## Aim
Reproduce the records below, substituting "nonzero" for every occurrence of "evenodd" and leaving all else unchanged.

## Task inputs

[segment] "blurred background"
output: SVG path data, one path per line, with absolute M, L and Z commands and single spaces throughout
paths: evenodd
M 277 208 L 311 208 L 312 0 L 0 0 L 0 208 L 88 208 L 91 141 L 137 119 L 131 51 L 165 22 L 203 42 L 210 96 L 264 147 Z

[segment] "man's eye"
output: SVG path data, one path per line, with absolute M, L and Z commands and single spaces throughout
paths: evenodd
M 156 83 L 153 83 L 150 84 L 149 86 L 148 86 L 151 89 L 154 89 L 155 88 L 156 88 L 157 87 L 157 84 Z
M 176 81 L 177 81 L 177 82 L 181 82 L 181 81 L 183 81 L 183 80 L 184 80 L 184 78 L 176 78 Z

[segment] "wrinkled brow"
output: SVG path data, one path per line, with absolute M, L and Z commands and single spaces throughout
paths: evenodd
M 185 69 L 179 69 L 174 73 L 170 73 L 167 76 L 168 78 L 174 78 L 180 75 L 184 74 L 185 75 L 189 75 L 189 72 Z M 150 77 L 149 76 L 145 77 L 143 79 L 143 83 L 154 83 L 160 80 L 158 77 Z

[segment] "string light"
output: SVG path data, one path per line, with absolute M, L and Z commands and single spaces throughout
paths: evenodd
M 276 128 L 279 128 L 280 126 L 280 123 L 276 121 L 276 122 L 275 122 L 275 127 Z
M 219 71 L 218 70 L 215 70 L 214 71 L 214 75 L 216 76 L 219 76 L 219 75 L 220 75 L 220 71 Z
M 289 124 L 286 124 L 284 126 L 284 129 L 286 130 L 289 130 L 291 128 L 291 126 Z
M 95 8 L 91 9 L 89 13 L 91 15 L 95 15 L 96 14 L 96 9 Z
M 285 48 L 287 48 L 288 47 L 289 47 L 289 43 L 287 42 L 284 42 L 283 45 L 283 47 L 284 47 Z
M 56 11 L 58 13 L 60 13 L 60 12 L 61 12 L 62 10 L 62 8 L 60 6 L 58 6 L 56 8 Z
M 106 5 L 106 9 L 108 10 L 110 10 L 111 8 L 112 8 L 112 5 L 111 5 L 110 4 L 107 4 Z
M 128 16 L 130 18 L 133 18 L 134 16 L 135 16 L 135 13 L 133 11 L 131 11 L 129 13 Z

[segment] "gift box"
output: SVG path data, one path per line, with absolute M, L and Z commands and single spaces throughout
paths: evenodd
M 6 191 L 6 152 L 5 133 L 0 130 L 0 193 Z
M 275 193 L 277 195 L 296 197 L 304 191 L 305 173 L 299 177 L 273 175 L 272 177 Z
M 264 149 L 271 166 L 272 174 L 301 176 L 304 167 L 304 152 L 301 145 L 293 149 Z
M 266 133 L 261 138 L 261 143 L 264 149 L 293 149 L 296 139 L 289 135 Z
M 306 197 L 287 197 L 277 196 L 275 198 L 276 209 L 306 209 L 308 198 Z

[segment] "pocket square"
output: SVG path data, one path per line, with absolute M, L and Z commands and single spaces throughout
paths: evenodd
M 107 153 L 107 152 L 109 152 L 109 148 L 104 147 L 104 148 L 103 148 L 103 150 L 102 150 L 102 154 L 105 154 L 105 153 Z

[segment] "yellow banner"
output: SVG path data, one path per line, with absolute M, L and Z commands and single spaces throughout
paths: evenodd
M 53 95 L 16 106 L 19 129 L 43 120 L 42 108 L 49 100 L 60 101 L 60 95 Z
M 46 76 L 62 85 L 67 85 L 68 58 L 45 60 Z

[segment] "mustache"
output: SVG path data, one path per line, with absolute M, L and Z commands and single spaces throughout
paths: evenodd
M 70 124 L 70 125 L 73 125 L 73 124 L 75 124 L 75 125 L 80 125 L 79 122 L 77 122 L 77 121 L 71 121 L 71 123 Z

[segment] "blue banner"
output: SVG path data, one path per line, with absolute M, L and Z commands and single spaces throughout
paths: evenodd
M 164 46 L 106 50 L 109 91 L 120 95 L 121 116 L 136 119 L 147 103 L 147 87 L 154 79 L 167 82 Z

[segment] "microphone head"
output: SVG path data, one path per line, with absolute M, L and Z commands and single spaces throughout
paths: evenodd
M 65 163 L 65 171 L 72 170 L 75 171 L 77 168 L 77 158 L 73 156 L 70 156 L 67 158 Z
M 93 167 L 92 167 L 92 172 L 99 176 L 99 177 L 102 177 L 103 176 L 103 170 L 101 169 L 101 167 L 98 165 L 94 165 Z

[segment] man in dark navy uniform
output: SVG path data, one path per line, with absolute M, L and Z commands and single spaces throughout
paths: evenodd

## Finished exercise
[segment] "blurred background"
output: SVG path data, one path per line, with absolute M, L and Z commands and single spaces throughout
paths: nonzero
M 277 208 L 311 208 L 312 0 L 0 0 L 0 208 L 88 208 L 91 141 L 137 119 L 131 51 L 165 22 L 203 42 L 210 96 L 264 147 Z

[segment] "man's eye"
output: SVG path data, one path per line, with absolute M, L and Z commands and single spaces throughout
paths: nonzero
M 156 83 L 153 83 L 150 84 L 149 86 L 148 86 L 151 89 L 154 89 L 155 88 L 156 88 L 157 87 L 157 84 Z
M 176 81 L 177 81 L 177 82 L 181 82 L 181 81 L 183 81 L 183 80 L 184 80 L 184 78 L 176 78 Z

[segment] "wrinkled brow"
output: SVG path data, one path per line, with absolute M, L and Z commands and single spaces throughout
paths: nonzero
M 185 69 L 179 69 L 174 73 L 170 73 L 167 76 L 168 78 L 174 78 L 180 75 L 184 74 L 185 75 L 189 75 L 189 72 Z M 150 77 L 149 76 L 145 77 L 143 79 L 143 83 L 154 83 L 160 80 L 158 77 Z

[segment] "string light"
output: SVG path data, one path per line, with absolute M, L and Z commands and single spaces throughout
paths: nonzero
M 276 128 L 279 128 L 280 126 L 280 123 L 276 121 L 276 122 L 275 122 L 275 127 Z
M 219 71 L 218 70 L 215 70 L 214 71 L 214 75 L 216 76 L 219 76 L 219 75 L 220 75 L 220 71 Z
M 289 124 L 286 124 L 284 126 L 284 129 L 286 130 L 289 130 L 291 128 L 291 126 Z
M 95 8 L 91 9 L 89 13 L 91 15 L 95 15 L 96 14 L 96 9 Z
M 285 48 L 287 48 L 288 47 L 289 47 L 289 43 L 287 42 L 284 42 L 283 45 L 283 47 L 284 47 Z
M 56 11 L 58 13 L 60 13 L 60 12 L 61 12 L 62 10 L 62 8 L 60 6 L 58 6 L 56 8 Z
M 106 5 L 106 9 L 108 10 L 110 10 L 111 8 L 112 8 L 112 5 L 111 5 L 110 4 L 107 4 Z
M 128 16 L 130 18 L 133 18 L 134 16 L 135 16 L 135 13 L 133 11 L 131 11 L 129 13 Z

[segment] "gift box"
output: SVG path data, one path per line, with absolute M, L and Z commands and single spaces throughout
paths: nonzero
M 6 191 L 6 152 L 5 133 L 0 130 L 0 193 Z
M 275 193 L 277 195 L 296 197 L 304 191 L 305 173 L 299 177 L 273 175 L 272 177 Z
M 264 149 L 271 166 L 272 174 L 301 176 L 304 167 L 304 152 L 301 145 L 293 149 Z
M 266 133 L 261 138 L 261 143 L 264 149 L 293 149 L 296 139 L 289 135 Z
M 306 197 L 287 197 L 277 196 L 275 198 L 276 209 L 306 209 L 308 198 Z

[segment] "pocket square"
output: SVG path data, one path per line, with absolute M, L and Z commands and single spaces throughout
paths: nonzero
M 107 153 L 107 152 L 109 152 L 109 148 L 104 147 L 104 148 L 103 148 L 103 150 L 102 150 L 102 154 L 105 154 L 105 153 Z

[segment] "yellow banner"
output: SVG path data, one path per line, with absolute M, L and Z commands and single spaces throughout
paths: nonzero
M 53 95 L 16 106 L 19 129 L 43 120 L 42 108 L 49 100 L 60 101 L 60 95 Z
M 46 76 L 62 85 L 67 85 L 68 58 L 45 60 Z

[segment] "mustache"
output: SVG path data, one path per line, with absolute M, L and Z commands and single spaces throughout
paths: nonzero
M 70 124 L 70 125 L 73 125 L 73 124 L 75 124 L 75 125 L 80 125 L 79 122 L 77 122 L 77 121 L 71 121 L 71 123 Z

[segment] "blue banner"
output: SVG path data, one path per line, with absolute M, L and Z commands and single spaces throughout
paths: nonzero
M 164 46 L 106 50 L 109 91 L 120 95 L 121 116 L 136 119 L 147 103 L 147 87 L 154 79 L 167 82 Z

[segment] "microphone head"
output: SVG path data, one path per line, with absolute M, L and Z commands and single spaces throughout
paths: nonzero
M 65 163 L 65 171 L 72 170 L 75 171 L 77 168 L 77 158 L 73 156 L 70 156 L 67 158 Z
M 93 167 L 92 167 L 92 172 L 99 176 L 99 177 L 102 177 L 103 176 L 103 170 L 101 169 L 101 167 L 98 165 L 94 165 Z

[segment] man in dark navy uniform
output: SVG path data, one path per line, with absolute M, L and Z commands and single spaces throughout
paths: nonzero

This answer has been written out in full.